■ 抜粋文
# # # #

ノーベル医学・生理学賞が決まった大隅良典氏(71)が仕組みを解明した細胞の自食作用「オートファジー」。細胞内での栄養供給や浄化、防御の機能を担う現象で、神経疾患やがんなどの発症に関係していることがマウスなどの実験で分かってきた。この働きを促進したり、阻害したりすることで治療法の開発を目指す研究が進んでいる。

 国内で研究成果が目覚ましいのは神経疾患の分野。神経細胞内にたまった異常なタンパク質は通常、オートファジーで分解され、蓄積を防いでいることが分かってきたからだ。

 大隅氏に師事した東京大の水島昇教授らは平成25年、脳内に鉄分が蓄積して障害を起こす神経変性疾患「SENDA」の原因は、オートファジーの遺伝子異常であることを発見した。

 また東京医科歯科大のチームは27年、過度の食事制限で脳細胞が栄養不足になると、アルツハイマー病が悪化することを突き止めた。栄養不足になると、細胞内に異常なタンパク質が過剰に増加。オートファジーで分解しきれず蓄積され脳細胞が死んでしまう。

# # # #

■ 提示項目

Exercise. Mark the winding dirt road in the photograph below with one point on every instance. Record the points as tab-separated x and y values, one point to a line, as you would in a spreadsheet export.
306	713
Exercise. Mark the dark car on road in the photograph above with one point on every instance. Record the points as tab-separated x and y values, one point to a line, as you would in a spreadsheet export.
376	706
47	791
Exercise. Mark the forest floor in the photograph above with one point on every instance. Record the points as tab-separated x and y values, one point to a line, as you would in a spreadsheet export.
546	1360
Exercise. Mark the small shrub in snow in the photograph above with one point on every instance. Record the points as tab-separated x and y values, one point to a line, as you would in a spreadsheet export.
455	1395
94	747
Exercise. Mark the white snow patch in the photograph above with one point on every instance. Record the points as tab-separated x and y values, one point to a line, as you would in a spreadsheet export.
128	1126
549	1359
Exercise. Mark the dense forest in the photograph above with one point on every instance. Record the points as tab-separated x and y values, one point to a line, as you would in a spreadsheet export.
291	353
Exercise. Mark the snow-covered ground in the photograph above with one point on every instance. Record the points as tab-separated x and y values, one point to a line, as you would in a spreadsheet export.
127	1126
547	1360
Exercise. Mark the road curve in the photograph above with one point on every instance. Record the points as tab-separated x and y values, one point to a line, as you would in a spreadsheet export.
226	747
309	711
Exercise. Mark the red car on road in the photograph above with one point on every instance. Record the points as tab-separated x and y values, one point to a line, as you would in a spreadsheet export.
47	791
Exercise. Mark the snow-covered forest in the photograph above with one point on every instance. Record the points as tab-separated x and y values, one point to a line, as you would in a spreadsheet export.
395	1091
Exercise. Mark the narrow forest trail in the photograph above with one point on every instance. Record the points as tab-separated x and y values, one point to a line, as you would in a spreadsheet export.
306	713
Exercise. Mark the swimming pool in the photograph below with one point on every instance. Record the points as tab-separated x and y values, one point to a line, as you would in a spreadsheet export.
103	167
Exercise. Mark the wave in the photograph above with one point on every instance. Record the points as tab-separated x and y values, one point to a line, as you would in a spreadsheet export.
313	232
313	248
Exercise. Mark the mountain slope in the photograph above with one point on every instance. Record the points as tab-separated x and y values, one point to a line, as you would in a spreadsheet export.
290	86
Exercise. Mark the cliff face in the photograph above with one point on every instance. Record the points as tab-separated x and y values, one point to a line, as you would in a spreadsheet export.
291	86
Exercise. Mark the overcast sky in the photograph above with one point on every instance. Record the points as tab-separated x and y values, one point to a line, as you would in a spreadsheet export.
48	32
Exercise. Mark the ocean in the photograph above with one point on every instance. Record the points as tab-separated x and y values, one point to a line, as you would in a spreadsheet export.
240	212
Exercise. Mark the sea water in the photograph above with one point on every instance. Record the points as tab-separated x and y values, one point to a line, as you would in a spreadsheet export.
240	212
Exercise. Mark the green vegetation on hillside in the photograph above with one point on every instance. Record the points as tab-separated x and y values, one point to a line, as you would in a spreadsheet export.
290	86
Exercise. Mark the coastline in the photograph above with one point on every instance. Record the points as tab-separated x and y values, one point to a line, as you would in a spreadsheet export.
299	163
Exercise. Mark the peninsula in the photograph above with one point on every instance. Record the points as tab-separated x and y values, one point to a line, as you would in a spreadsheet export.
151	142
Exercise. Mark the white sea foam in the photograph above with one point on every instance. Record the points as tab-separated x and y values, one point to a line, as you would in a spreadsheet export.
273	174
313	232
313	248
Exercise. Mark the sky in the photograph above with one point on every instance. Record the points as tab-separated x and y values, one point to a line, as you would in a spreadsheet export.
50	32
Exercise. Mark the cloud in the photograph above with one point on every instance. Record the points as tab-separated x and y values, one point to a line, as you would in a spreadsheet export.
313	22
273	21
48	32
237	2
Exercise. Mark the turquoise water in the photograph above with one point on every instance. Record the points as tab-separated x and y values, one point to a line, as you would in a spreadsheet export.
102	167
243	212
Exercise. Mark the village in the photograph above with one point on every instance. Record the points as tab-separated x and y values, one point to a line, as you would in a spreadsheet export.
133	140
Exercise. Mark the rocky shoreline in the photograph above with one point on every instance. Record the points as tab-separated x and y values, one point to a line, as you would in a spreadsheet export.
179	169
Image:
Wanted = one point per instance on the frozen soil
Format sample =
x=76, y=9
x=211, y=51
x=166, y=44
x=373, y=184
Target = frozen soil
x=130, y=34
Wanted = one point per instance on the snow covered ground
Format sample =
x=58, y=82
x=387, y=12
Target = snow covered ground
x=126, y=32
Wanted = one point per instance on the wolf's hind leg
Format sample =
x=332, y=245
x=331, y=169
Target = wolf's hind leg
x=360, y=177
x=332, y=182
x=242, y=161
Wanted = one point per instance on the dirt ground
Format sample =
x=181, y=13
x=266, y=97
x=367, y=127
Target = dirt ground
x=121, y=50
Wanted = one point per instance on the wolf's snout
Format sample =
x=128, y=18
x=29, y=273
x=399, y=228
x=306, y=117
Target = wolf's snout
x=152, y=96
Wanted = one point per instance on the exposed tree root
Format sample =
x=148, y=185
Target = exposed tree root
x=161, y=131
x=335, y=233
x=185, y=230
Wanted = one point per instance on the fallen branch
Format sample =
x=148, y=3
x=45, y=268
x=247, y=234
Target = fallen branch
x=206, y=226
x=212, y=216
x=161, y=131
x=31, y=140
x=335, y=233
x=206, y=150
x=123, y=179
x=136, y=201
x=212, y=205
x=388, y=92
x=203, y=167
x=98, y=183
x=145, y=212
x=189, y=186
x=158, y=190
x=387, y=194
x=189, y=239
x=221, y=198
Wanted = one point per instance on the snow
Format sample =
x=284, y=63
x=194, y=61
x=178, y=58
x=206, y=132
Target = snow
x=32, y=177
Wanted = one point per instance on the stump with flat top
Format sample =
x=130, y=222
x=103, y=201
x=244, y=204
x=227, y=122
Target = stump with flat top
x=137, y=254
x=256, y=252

# # # #

■ 作業内容
抜粋文のうち「国内で研究成果が目覚ましいの」から「積され脳細胞が死んでしまう。」に至るまでの部分すべてを、「東京医科歯科大」を「東京医科歯科大学」に差し替えたうえで示してください。

■ 回答欄
国内で研究成果が目覚ましいのは神経疾患の分野。神経細胞内にたまった異常なタンパク質は通常、オートファジーで分解され、蓄積を防いでいることが分かってきたからだ。

 大隅氏に師事した東京大の水島昇教授らは平成25年、脳内に鉄分が蓄積して障害を起こす神経変性疾患「SENDA」の原因は、オートファジーの遺伝子異常であることを発見した。

 また東京医科歯科大学のチームは27年、過度の食事制限で脳細胞が栄養不足になると、アルツハイマー病が悪化することを突き止めた。栄養不足になると、細胞内に異常なタンパク質が過剰に増加。オートファジーで分解しきれず蓄積され脳細胞が死んでしまう。